- STUDY TEXT

Professor Moshe Rosenfeld’s Biography


Family history and childhood.


Professor Moshe Rosenfeld’s parents, Nathan Rosenfeld and Zipora Ehrlich, left Poland in 1933 and moved to Israel (then called Palestine). They were escaping anti-Semitic laws and practices that, among other things, prevented them from even attending high school. They dedicated their lives to assuring their own children would get a better education.

Moshe was born in Tel Aviv on August 2, 1937, and lived there until he was eight years old when the family moved to Netanya. Although Moshe loved mathematics from an early age, he was not always a serious student, often escaping to play on at the Mediterranean seashore rather than attend classes. Despite his periodic absence from school, he did well and passed his matriculation examination in 1955 and, like most Israeli students, served in the army until 1958. 


Academic career in Israel and the United States


Moshe began his academic career in 1958 when he entered Hebrew University to study mathematics and physics. There he received his master’s degree in 1963 and his PhD in 1967, writing a dissertation on Extremal Graph Theory. His primary advisors were Professors. Branko Grunbaum and Michael Rabin.

Moshe was called up to serve in the army reserves and fought in the Six Days War in June 1967. During that war he fought against a unit of the Jordanian Arab Legion that was supporting Syria and Egypt’s attempts to defeat Israel. Within six days, Israel defeated the Arab countries’ attempts to invade Israel. 

In August 1967, Moshe accepted a visiting teaching position at the University of Washington in Seattle, where he taught mathematics for two years. In 1969, he accepted a research position at Louisiana State University in Baton Rouge, where he conducted research and taught for two years.

In 1971 Moshe returned to Israel, where he accepted a position at Ben Gurion University in Beersheba. There he became a full professor and taught until 1984.

Moshe then returned to the United States, where he taught at several universities: Western Washington University (1984-86); Pacific Lutheran University (1986-2000); and University of Washington, Tacoma, Institute of Technology from 2000 until he retired in 2008.

- DATA SEGMENT
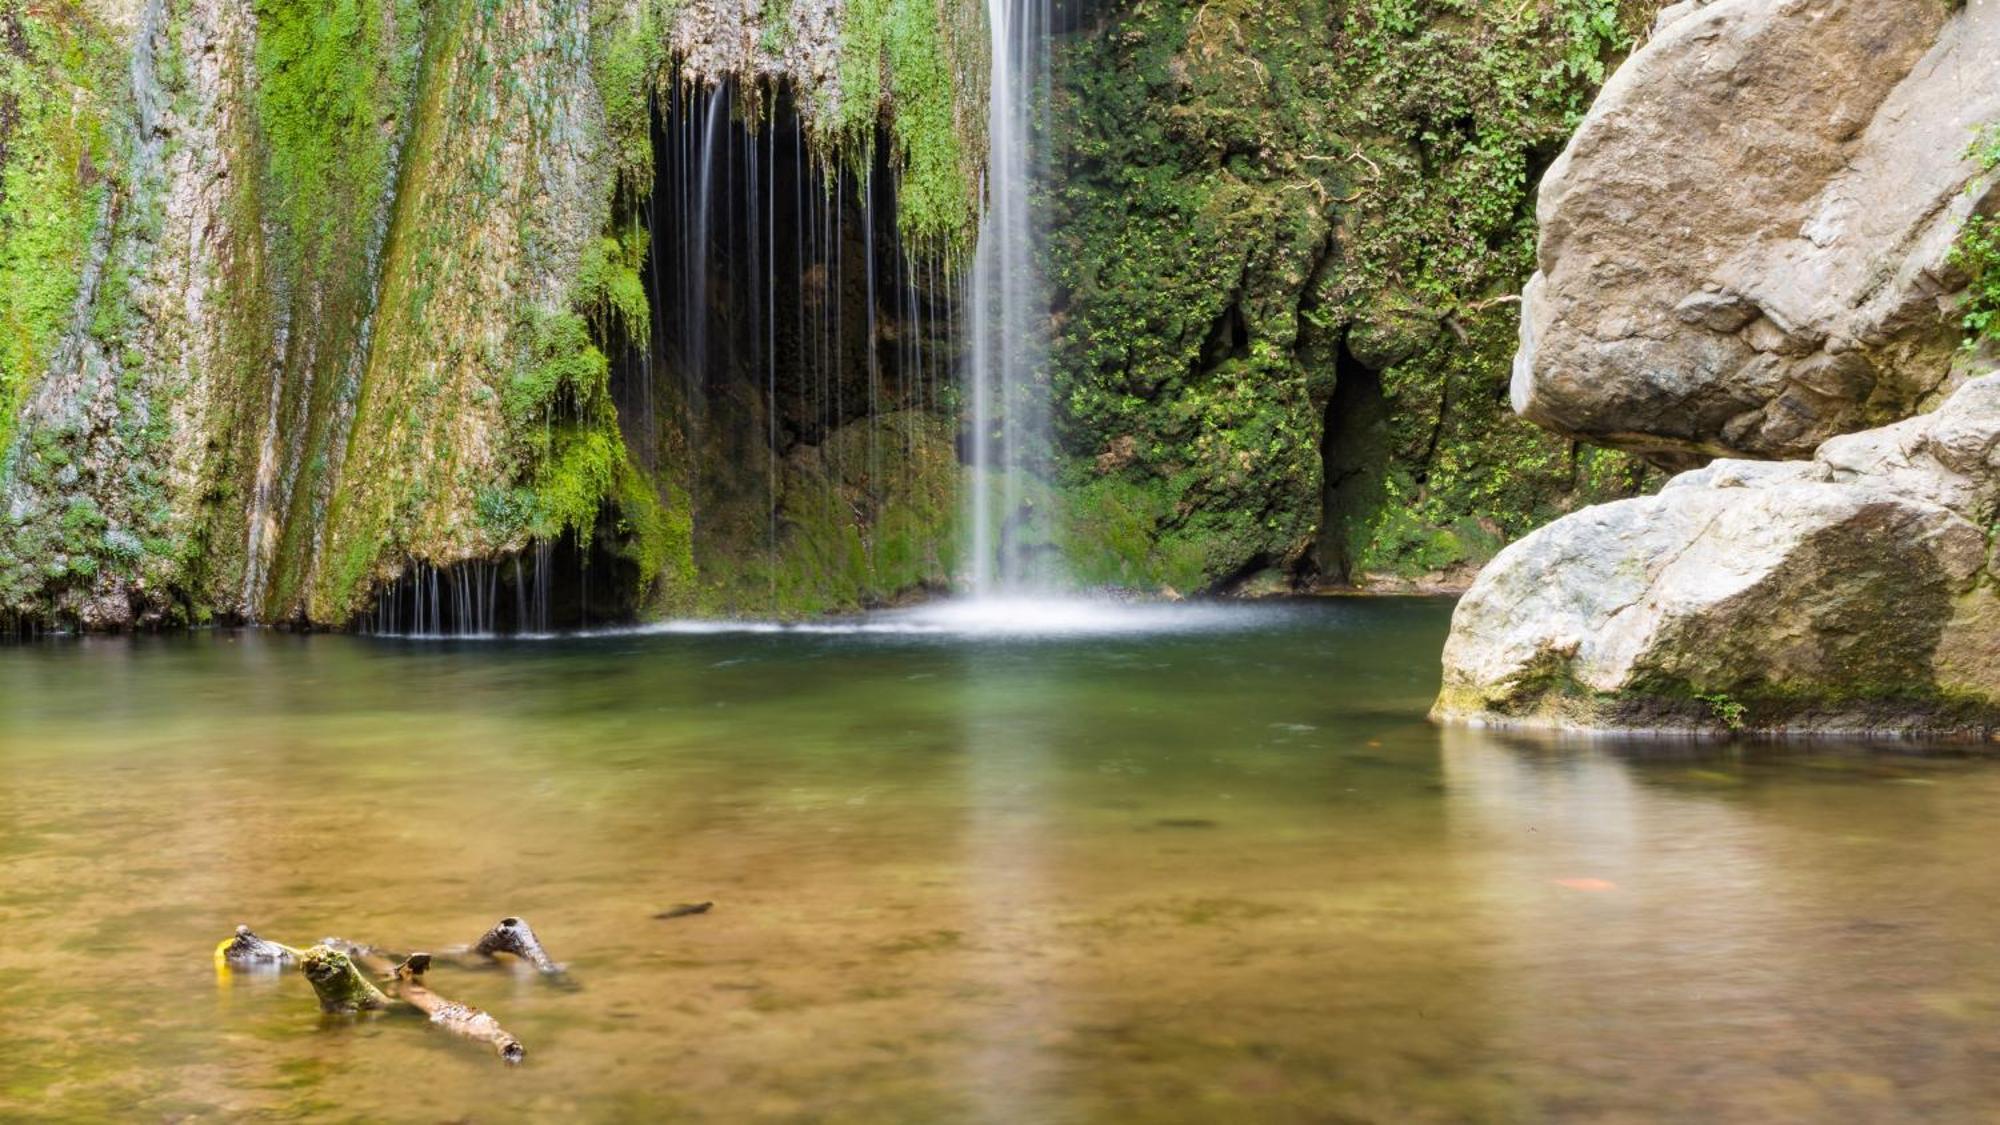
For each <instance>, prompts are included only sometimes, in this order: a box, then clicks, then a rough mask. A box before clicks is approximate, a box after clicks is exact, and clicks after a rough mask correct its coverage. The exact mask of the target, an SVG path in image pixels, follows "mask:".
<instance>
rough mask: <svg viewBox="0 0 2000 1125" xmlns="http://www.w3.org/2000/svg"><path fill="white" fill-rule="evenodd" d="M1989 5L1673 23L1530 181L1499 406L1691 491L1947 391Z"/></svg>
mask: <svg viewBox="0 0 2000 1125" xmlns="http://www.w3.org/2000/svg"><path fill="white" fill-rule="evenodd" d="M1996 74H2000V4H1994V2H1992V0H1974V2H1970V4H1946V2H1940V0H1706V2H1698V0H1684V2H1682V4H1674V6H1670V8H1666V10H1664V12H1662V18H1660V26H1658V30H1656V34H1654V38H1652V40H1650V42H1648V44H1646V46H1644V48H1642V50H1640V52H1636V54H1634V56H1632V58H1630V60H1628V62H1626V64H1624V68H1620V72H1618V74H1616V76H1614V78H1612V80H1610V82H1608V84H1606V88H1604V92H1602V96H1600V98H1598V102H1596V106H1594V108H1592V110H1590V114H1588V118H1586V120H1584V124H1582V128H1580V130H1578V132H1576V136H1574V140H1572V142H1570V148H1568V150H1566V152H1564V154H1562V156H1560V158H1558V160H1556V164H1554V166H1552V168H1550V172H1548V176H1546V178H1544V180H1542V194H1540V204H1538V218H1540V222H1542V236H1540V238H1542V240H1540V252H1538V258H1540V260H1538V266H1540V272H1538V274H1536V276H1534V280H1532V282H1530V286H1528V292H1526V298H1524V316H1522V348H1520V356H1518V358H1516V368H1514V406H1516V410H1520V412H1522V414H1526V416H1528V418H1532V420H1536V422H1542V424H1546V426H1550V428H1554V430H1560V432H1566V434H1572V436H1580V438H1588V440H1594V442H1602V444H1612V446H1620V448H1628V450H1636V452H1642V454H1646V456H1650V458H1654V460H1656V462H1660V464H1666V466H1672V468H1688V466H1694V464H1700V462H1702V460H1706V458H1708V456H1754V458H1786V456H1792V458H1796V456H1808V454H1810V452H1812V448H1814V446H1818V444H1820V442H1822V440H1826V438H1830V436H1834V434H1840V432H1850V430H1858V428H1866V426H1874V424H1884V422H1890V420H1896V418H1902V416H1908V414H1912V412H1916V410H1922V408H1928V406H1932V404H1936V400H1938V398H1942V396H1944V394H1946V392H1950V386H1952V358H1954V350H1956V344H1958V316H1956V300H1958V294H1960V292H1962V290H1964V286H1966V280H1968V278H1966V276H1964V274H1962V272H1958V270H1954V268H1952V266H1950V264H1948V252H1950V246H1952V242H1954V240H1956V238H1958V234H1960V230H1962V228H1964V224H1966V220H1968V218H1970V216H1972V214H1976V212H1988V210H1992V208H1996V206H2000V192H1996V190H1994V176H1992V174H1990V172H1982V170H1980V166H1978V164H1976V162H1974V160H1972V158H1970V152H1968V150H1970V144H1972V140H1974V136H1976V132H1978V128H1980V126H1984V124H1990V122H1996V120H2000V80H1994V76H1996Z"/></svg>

- TASK TO CARRY OUT
Continue the biography of Professor Moshe Rosenfeld from where it stops.

- RESPONSE BOX
During his academic career, Moshe published more than 80 papers in peer-reviewed journals on graph theory and geometry. He co-authored papers with such notable mathematicians as professors Paul Erdos, Branko Grunbaum, Saharon Shelah, Jarik Nesetril, and Bela Bollobash. He has proposed problems in Hamiltonian Prisms over Graphs, Generalized Hamiltonian Cycles in Tournaments, and Odd-Distance Graphs that have become internationally known. Some of his work was funded by National Science Foundation (NSF) grants and was twice a Fulbright scholar in the Czech Republic. 



Moshe  in Vietnam


Moshe Rosenfeld and his wife Sharon Morris first traveled together to Vietnam in 2003. That year he gave a seminar on graph theory at the Department of Mathematics at the Vietnam National University, Hanoi University of Science. There he first met Professor Vu Dinh Hoa, who was then teaching at the Hanoi University of Education. Professor Hoa was a talented problems solver who won the silver medal in the 1974 International Mathematics Olympiad and subsequently coached Vietnamese students who competed in the Olympiad.

When Moshe returned to the University of Washington, Tacoma, the department decided to bring a visiting Vietnamese professor to work collaboratively on research and to help reach out to the Vietnamese students in the department, who often seemed isolated from the other students. In 2005, Dr. Vu Dinh Hoa, whom Moshe had met in 2003, agreed to accept that position. While Dr. Hoa was in Tacoma, he and Moshe developed strong personal and academic ties and began publishing papers together.

In 2007 Dr. Vu Dinh Hoa invited Professor Rosenfeld to help him build a computer science program at FPT, a new private university in Hanoi. During the 2007 visit, Professor Rosenfeld visited the Department of Mathematics, Mechanics and Informatics at the Hanoi University of Science (HUS). There he met the dean, Professor Nguyen Huu Du, and Professor Le Minh Ha who were interested in further cooperation with the University of Washington. 

In 2008 Professors Nguyen Huu Du and Le Minh Ha came to Seattle to sign a memorandum of understanding that developed a cooperation agreement between the two universities. 

In 2010, Moshe began to teach what would be a series of two classes in Discrete Mathematics, followed by a class in Discrete Optimization. In teaching these classes over the years he worked with about 160 talented mathematics students, who were among the best students he had ever taught, and many became lifelong friends. 

Moshe was impressed that many of these students came from villages where their parents were not able to get a good education and who sent them to Hanoi to a high school that would enable them to enter a good university. It reminded him of his own parents, who were not able to get a higher education but made it possible for him to go to the university.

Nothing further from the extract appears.